◆ Source material:
******
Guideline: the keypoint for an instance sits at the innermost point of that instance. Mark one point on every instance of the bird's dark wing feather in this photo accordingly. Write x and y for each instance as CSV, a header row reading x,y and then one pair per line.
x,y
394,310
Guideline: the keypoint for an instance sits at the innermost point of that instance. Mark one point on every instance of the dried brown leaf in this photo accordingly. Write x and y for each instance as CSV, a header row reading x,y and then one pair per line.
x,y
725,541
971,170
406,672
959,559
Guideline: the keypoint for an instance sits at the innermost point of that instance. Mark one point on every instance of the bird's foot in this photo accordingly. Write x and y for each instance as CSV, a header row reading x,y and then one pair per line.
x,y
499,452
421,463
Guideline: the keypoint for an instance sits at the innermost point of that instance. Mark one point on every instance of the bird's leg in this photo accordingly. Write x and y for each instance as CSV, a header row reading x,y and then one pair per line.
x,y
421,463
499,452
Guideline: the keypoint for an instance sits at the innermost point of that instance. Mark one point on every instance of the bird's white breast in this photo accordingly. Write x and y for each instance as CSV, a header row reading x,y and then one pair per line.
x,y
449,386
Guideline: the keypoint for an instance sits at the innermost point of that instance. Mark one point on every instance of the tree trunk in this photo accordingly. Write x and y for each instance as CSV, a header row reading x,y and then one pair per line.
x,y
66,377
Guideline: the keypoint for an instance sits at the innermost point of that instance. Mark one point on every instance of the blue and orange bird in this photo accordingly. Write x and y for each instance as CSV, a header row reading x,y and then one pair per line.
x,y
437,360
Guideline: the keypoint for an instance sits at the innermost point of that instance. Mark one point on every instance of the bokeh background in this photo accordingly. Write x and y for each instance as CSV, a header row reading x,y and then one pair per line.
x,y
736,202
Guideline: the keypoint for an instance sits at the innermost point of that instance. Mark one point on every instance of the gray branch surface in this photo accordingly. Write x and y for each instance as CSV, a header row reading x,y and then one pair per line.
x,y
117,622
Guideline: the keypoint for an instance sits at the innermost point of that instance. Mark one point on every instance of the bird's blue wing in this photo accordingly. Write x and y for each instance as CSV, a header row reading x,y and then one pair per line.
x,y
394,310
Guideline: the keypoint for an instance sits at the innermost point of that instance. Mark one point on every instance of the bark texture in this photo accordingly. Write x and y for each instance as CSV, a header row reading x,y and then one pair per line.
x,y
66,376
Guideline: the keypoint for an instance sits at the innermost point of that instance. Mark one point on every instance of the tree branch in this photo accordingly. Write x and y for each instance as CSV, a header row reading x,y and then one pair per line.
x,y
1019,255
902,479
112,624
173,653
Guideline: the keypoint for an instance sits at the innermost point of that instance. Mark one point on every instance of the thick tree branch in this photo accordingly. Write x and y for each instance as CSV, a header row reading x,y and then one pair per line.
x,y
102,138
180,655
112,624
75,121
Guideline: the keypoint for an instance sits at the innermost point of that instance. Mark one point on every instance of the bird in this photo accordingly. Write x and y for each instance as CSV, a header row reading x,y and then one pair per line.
******
After the last line, print all the entries once again, unchanged.

◆ Answer:
Guideline: the keypoint for an instance sits at the innermost point of that instance. Mark one point on every instance of the bird's dark wing feather in this photo accordingly. Write x and y for each instance as CSV, a header row reading x,y and then one pair per line.
x,y
394,310
Guideline: the keypoint for an instance sits at the innermost point of that instance. Mark one point on every instance of the dried brown leaf in this photo accordingly. Write x and y for each instance as CSV, a header row reading x,y and then one pair per line.
x,y
725,541
971,170
406,672
959,559
Guideline: the keypoint for an instance sits at the innermost point of that instance. Mark one point on every instance of the bird's foot in this photo accordingly. Write x and y for each instance as CSV, a header row reading x,y and then one pair per line.
x,y
499,452
421,463
Guideline: the keypoint for an instance sits at the innermost point of that instance. Mark one point on every instance of the bird's leg in this photo accordingly. Write x and y for each instance as CSV, a header row reading x,y and then one pair per line.
x,y
421,463
499,452
Guideline: the keypoint for an instance sits at the innermost point of that instance. Mark one point on every instance of the bird's white breast in this photo accordingly. Write x and y for each instance as CSV, a header row reading x,y and then one pair per line.
x,y
449,386
Guideline: the keypoint for an instance sits at the innermost point of that instance. Mark one point on every instance of the tree trunk in this photo accordingly. Write x and y for each instance as CSV, a header row reading x,y and then one pair per line.
x,y
66,377
Guideline: the keypoint for an instance sits at the innermost point of that instance. Mark one point on every instance of the blue and orange bird in this photo accordingly. Write x and y for each instance as CSV, a header row reading x,y and then one pair per line.
x,y
437,360
Guideline: the keypoint for an instance sits at the innermost point of that instance. Mark one point on every instance of the bokeh background in this photo accordingly. Write x and y for each instance as CSV, a header row reading x,y and then one pair per line.
x,y
736,202
Guideline: the keypoint for an instance sits at the innermost point of that instance. Mark one point on every instance of the gray branch surface in this photo accordingly. Write x and y for each instance as CSV, a header row reading x,y and then one pair per line.
x,y
117,622
Guideline: the keypoint for an instance sits at the innermost point of that instance. Mark one point on every instance of the bird's blue wing in this photo accordingly. Write x and y for each instance as CSV, a header row reading x,y and then one pair per line.
x,y
394,310
Guideline: the keypoint for an instance sits at the innermost point of that instance. Mark one point on every instance of the bark texture in this photo accordingly. Write x and y for each instance as CSV, a header row reading x,y and then one pair per line.
x,y
66,376
Guideline: the keypoint for an instance sits at the innermost point of that instance. Mark one point on every instance of the tree branch in this photo accordingly. Write x and y for each instance as CSV, a header row reading x,y and then one pair per line.
x,y
1019,255
902,479
112,624
173,653
Guideline: the keypoint for an instance sits at the innermost point of that instance. Mark one point on every instance of the thick tree branch in this photo accordingly. Write x and y for each instance as CSV, a header row reading x,y and then one pair per line.
x,y
102,138
180,655
112,624
75,121
Guideline: the keypoint for an instance sits at the innermost point of that instance. Mark one point on every instance of the bird in this photo accordingly. Write x and y for each instance as CSV, a header row reading x,y and then one pair per line.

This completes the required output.